The captive insurance industry has been looking at a number of ways to ensure compliance with the OECD’s strategy to tackle tax evasion and the European Union’s (EU) Base Erosion and Profit Shifting project (Beps). While there have been calls for captive insurance associations to fight against it, the debate still rages on.
Now tasked with showing substance and demonstrating that placing business offshore is not solely tax driven, the adoption of cell structures, commonly referred to as a “rent-a-captive”, is largely seen as an alternative for multinational corporations.
Following the OECD’s clampdown and the introduction of Beps in 2016, a number of countries were placed under the watch of the EU after failing “to meet agreed good tax governance standards.”
Different domiciles reacted in different ways. While Guernsey instantly made a commitment to change aspects of their tax regime, Barbados was placed on the EU’s blacklist before later being moved to close monitoring.
“We were automatically just moved to close monitoring,” says Tony Mancini, tax partner at KPMG in Guernsey. “In Barbados, they didn’t have the same issues we had. They failed because they had these preferential tax regimes, whereas we failed because we don’t have preferential tax regimes, we had a zero tax rate instead, which the EU still thinks is a preferential tax regime.”
Trouble in paradise
Barbados recently responded to the EU’s clampdown, deciding to replace the Exempt Insurance Act with an overarching Insurance Act, meaning captives would be treated as regular insurance companies on the island.
The overhaul of the regime could see an uptick in the number of cell structures being adopted, predicts Steve Clarke, audit and assurance partner at Deloitte in Barbados. This could be triggered by a convergence of the corporate tax rates, potentially causing businesses to pool their risk.
“It would then make sense to have a core where it’s subject to tax,” he tells Captive Review. “This would then be split across the different cells.”
Clarke claims that by setting up as a cell, only the core is taxed, with the broker renting out the cells to different entities. “It could be set up several ways. It could be the broker setting up a core and essentially selling the cells to different entities. Rent-a-captive type structures. The other way, they would have to bare the tax fully.
“In a cell structure, it would be the core bearing the tax and distributing it as necessary. That’s just my thought”, he explains.

** Supplied information **
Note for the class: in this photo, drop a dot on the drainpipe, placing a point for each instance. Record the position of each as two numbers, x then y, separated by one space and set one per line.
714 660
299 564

** Exercise 1 **
In the captive insurance article, what is Tony Mancini's job at KPMG in Guernsey?
** Exercise 2 **
How would you render this sentence from the captive insurance article in Spanish: "Barbados recently responded to the EU’s clampdown, deciding to replace the Exempt Insurance Act with an overarching Insurance Act, meaning captives would be treated as regular insurance companies on the island."
** Exercise 3 **
Write the next few paragraphs of the captive insurance article, starting after its final paragraph.

** Exercise result 1 **
Tax partner

** Exercise result 2 **
Barbados respondió recientemente a la ofensiva de la UE y decidió sustituir la Ley de Seguros Exentos por una Ley de Seguros general, lo que significa que las aseguradoras cautivas serían tratadas como compañías de seguros ordinarias en la isla.

** Exercise result 3 **
Marsh, which boasts a presence in 50 domiciles, recently set up Mangrove Insurance Solutions to cater for cell structures across Washington DC, the Isle of Man and Malta.
Derek Bridgeman, a senior vice president at the company, claims there could be opportunities for multinationals to leverage a protected cell company (PCC) structure following the changes in Barbados due to the nature of the legislation on the island, but not solely for tax reasons.
“If we take a PCC structure in Barbados, the PCC sponsor is required to have the appropriate substance and governance procedures in place. The client would not, in comparison to a standalone captive, have a requirement to physically attend board meetings.
“Although substance and governance are key components of the Beps recommendations when it comes to captives, it’s only one of a number of areas that the industry is aware of. Owners must ensure that appropriate and compliant arrangements around economic rationale, transfer pricing and taxation are in place,” he says.
PCC uptick
Mangrove is experiencing a “growing interest” in corporations using cells instead of a captive. While a tax overhaul in Barbados is one reason, Rob Geraghty, also senior vice president at Marsh, says that the reason for an increase in their popularity is due to a variety of factors. “Even companies with the size and scale to form a captive are looking at cells in order to potentially save on cost and time elements, and potentially provide lower capital.
“I have never had so many enquiries about PCCs than I have had this year, and it’s not just enquiries, many companies are following through with formations too,” he says.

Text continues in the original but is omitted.